■ **Aim of the exercise**
Answer these questions about the garden article, one per line.
1. What does it cost to rent one of Plant to Plate's additional plant beds?
2. What will club members plant before they leave for the winter?
3. Which foundation's grant funds the garden at the Carnegie Library?

■ **Given passage**
# # # #

Gardening takes place during hour-long work shifts starting Sundays at 5 p.m., with about 20 student club members arriving weekly to bury seeds in dirt, pull weeds, harvest mature crops and engage with the earth.

One of these students is Peter Gibson, a sophomore bioengineering major, who spends an hour each week getting his hands dirty in the garden.

“Pitt is an urban campus, so there’s not a lot of green area,” Gibson said while crouched in a garden bed, yanking out weeds with a rake during a work shift. “So it’s nice to have this place where I can garden a little bit and not feel trapped inside a concrete jungle.”

With crops growing in Plant to Plate’s seven large and 15 smaller garden beds, the student gardeners split up the harvest among themselves after work shifts, but during successful growing seasons Plant to Plate donates excess fruits and veggies to the Pitt Pantry.

In addition to student gardening, Plant to Plate has a compost center for students to dispose of food scraps and additional plant beds which, for $15, are currently rented out by three non-student members of the Central Oakland community.

As winter approaches, work shifts will end and the club will go dormant until the spring, when the growing season begins. But before club members leave for the winter, they will plant bulbs for leeks, green onions and potatoes in preparation for the spring.

Dang said the garden has faced challenges, from poor harvests to vandalism, including a recent incident where the garden’s wooden sign was uprooted from the ground and broken overnight.

“You can’t really stop [vandalism] because [the] garden’s in the center of drunkville, or [Central] O,” Dang said.

Despite the challenges, Dang feels growing crops on a college campus is essential for providing a space for students to get away from the bustle of an urban campus.

“It’s nice to be with nature,” Dang said. “I think a lot of the students and community members who come here feel that way, too.”

Carnegie Library of Pittsburgh: North Oakland

While Plant to Plate keeps its doors open to all during work shifts, students who would prefer not to venture far for garden produce can grab their cherry tomatoes and sprigs of mint from a community garden at the Carnegie Library in Central Oakland.

“I’m surprised by how much people harvest,” Rita Botts, a librarian who has overseen the two-bed garden in front of the library for the past three years, said. “As soon as something is ripe, it’s gone.”

The garden, which is funded by a 2013 grant from the Mary Jane Berger Memorial Foundation, is entirely volunteer-run, with five to six volunteer gardeners maintaining everything from leafy greens to garlic to a pot of rosemary tended by a trio of garden gnome statuettes.

# # # #

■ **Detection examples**

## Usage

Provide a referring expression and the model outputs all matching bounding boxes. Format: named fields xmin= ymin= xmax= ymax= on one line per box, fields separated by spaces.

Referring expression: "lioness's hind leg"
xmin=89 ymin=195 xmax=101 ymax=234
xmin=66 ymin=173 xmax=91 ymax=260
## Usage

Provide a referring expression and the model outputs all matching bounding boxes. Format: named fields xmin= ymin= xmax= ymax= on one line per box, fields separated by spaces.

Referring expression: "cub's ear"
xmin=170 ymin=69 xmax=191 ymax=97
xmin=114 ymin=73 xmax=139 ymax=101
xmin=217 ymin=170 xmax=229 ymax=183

# # # #

■ **Exercise solution**
1. $15.
2. Bulbs for leeks, green onions and potatoes.
3. The Mary Jane Berger Memorial Foundation (a 2013 grant).